— BEGIN Given information —

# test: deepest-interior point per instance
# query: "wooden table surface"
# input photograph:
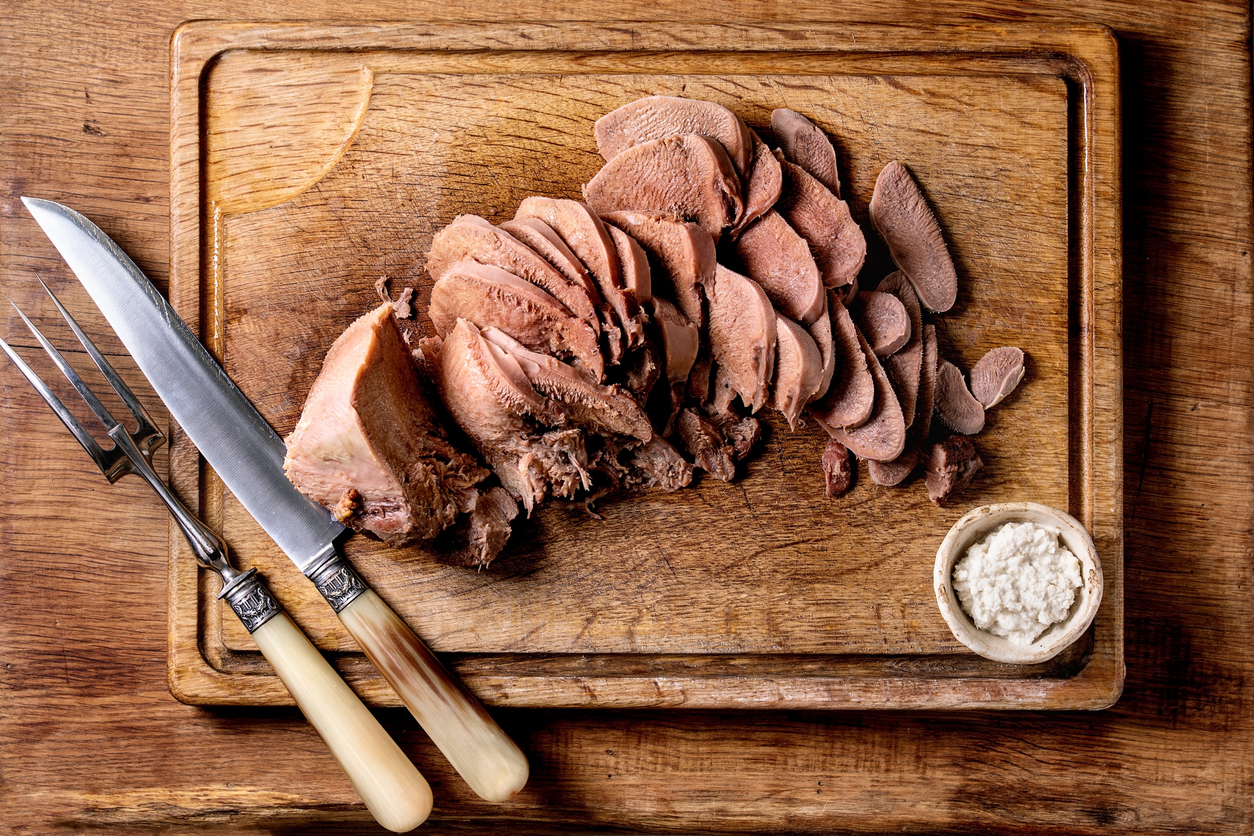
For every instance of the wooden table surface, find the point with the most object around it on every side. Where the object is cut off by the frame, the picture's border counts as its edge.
(92, 740)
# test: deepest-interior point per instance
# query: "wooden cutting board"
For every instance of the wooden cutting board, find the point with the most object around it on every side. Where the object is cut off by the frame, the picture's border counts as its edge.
(309, 161)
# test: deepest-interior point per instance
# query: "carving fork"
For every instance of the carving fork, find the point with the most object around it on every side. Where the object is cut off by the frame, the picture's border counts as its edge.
(384, 777)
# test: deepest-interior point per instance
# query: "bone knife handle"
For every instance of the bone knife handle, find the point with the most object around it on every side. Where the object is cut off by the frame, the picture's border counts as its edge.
(477, 747)
(393, 788)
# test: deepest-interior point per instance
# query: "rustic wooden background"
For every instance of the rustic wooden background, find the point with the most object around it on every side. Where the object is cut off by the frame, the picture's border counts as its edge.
(90, 738)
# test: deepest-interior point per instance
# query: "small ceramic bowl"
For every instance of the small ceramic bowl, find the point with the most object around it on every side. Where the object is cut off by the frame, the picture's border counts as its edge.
(973, 528)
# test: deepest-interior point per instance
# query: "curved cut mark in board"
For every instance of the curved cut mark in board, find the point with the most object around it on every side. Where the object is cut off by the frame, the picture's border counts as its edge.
(277, 123)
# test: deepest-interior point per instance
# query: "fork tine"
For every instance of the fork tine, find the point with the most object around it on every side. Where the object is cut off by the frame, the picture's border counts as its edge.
(70, 375)
(84, 438)
(147, 435)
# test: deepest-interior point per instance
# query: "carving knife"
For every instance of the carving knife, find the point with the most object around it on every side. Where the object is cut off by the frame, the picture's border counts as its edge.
(248, 456)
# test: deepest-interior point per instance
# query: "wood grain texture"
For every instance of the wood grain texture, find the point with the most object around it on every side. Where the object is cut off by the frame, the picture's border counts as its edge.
(92, 740)
(662, 584)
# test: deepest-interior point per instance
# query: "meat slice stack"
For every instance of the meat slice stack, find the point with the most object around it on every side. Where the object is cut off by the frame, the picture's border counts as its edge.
(633, 337)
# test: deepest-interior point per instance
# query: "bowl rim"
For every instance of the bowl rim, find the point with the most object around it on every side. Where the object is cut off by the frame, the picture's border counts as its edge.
(976, 525)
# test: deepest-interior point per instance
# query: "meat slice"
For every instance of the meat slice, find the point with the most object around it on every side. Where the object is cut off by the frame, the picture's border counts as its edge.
(798, 369)
(637, 277)
(544, 241)
(951, 465)
(482, 534)
(606, 409)
(742, 335)
(660, 465)
(689, 177)
(490, 296)
(492, 400)
(956, 406)
(682, 256)
(705, 444)
(908, 226)
(996, 375)
(906, 366)
(472, 237)
(666, 115)
(804, 144)
(837, 468)
(369, 444)
(778, 258)
(821, 335)
(763, 188)
(823, 219)
(883, 436)
(852, 396)
(590, 241)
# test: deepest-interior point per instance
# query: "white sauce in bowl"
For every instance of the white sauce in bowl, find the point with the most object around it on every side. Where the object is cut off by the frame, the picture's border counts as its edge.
(1017, 582)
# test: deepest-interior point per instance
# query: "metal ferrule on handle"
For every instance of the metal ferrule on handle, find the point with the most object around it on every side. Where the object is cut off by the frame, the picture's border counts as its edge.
(477, 747)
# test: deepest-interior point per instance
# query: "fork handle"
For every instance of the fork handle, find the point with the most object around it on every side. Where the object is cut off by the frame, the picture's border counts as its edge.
(393, 788)
(472, 741)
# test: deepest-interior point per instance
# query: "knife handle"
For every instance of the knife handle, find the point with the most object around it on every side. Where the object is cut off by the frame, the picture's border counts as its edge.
(477, 747)
(393, 788)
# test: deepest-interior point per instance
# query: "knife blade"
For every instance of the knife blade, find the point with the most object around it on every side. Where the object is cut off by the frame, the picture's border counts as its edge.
(247, 455)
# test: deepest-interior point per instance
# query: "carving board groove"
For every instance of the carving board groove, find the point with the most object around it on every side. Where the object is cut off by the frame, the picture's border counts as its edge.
(760, 593)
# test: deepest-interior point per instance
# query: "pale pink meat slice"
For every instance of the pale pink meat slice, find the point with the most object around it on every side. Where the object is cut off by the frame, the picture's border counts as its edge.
(490, 296)
(956, 406)
(883, 436)
(883, 320)
(544, 240)
(821, 335)
(681, 253)
(823, 219)
(798, 369)
(742, 335)
(997, 374)
(778, 258)
(489, 396)
(369, 445)
(908, 226)
(806, 146)
(590, 241)
(906, 366)
(472, 237)
(657, 117)
(687, 176)
(852, 396)
(607, 409)
(763, 188)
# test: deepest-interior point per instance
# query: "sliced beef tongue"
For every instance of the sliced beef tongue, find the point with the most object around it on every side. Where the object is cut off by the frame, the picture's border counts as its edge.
(908, 226)
(837, 468)
(742, 336)
(492, 400)
(687, 176)
(603, 409)
(657, 117)
(956, 406)
(763, 188)
(951, 465)
(906, 366)
(798, 369)
(997, 374)
(682, 256)
(490, 296)
(883, 320)
(823, 219)
(370, 446)
(588, 238)
(472, 237)
(852, 396)
(804, 144)
(776, 257)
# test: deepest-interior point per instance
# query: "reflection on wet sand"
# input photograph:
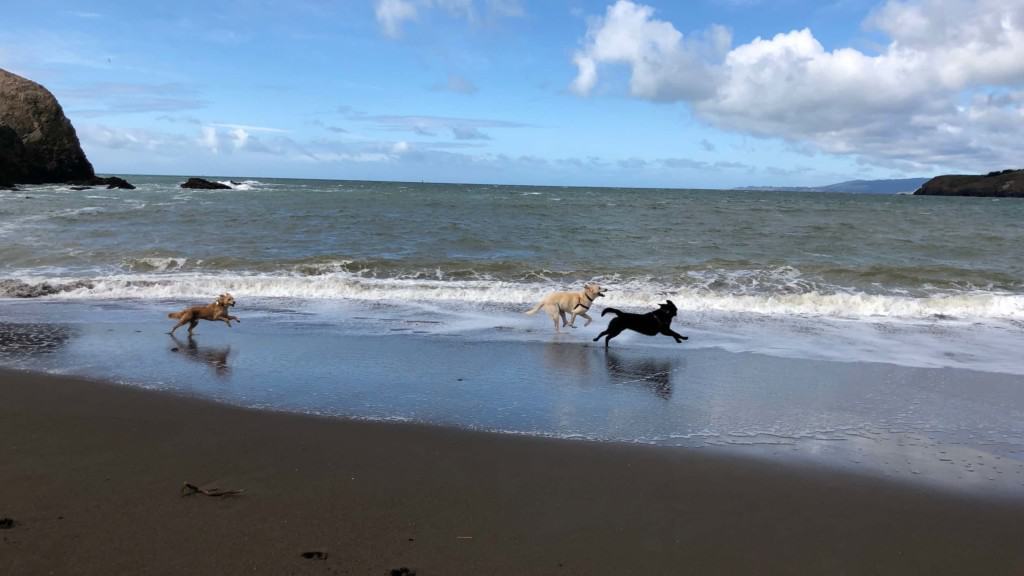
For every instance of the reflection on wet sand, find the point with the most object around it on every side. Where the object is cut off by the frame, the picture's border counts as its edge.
(652, 373)
(214, 357)
(636, 368)
(568, 358)
(26, 340)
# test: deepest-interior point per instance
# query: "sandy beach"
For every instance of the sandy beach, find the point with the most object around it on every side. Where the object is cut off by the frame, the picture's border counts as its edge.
(92, 476)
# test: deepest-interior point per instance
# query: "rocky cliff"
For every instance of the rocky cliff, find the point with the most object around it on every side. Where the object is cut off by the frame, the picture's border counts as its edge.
(1006, 183)
(37, 141)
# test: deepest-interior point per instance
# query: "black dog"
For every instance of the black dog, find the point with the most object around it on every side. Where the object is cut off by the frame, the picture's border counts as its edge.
(652, 323)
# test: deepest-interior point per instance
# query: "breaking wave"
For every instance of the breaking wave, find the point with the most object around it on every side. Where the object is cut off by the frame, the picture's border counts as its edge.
(328, 284)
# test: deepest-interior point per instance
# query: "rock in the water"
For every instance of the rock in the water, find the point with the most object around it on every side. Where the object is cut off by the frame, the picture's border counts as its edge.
(203, 183)
(37, 141)
(110, 182)
(1005, 183)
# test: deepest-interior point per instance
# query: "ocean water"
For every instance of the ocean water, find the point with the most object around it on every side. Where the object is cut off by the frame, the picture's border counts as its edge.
(878, 332)
(915, 281)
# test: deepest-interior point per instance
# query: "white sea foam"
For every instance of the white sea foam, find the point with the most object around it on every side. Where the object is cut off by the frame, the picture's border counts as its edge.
(244, 184)
(325, 283)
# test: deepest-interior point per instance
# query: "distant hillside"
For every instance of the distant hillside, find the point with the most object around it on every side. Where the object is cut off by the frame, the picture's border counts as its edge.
(1005, 183)
(858, 187)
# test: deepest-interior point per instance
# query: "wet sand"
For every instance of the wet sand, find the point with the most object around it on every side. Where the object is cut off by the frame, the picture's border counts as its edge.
(91, 475)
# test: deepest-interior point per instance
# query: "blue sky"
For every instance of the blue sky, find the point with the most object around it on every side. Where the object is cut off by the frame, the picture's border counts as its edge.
(700, 93)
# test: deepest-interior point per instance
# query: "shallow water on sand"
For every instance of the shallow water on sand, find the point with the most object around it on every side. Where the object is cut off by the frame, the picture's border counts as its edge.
(956, 428)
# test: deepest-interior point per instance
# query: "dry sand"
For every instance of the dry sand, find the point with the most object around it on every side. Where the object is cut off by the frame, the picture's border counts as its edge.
(91, 475)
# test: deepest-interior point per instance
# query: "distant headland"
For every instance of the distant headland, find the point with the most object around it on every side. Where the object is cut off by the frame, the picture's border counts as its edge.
(1004, 183)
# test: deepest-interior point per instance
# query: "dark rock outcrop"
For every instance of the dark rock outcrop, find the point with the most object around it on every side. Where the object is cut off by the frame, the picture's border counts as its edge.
(110, 182)
(203, 183)
(1005, 183)
(38, 144)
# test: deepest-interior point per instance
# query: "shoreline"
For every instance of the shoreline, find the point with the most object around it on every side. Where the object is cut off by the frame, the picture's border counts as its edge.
(92, 474)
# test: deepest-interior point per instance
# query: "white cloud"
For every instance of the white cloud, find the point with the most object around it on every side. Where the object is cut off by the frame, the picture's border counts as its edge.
(942, 91)
(391, 13)
(209, 139)
(248, 127)
(665, 65)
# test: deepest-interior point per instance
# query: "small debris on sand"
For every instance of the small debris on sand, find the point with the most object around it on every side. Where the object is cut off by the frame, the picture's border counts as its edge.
(314, 554)
(189, 489)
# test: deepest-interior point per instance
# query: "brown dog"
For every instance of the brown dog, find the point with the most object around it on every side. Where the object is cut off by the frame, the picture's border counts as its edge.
(217, 312)
(577, 303)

— END Given information —

### Exercise goal
Pull out each line above that contains the word "cutting" and copy it.

### Solution to this exercise
# query: "wooden cutting board"
For every instance of the wooden cutting board, find the point with the most object around it on every side. Where the object is cut off by the frame, the picture's border counts as its edge.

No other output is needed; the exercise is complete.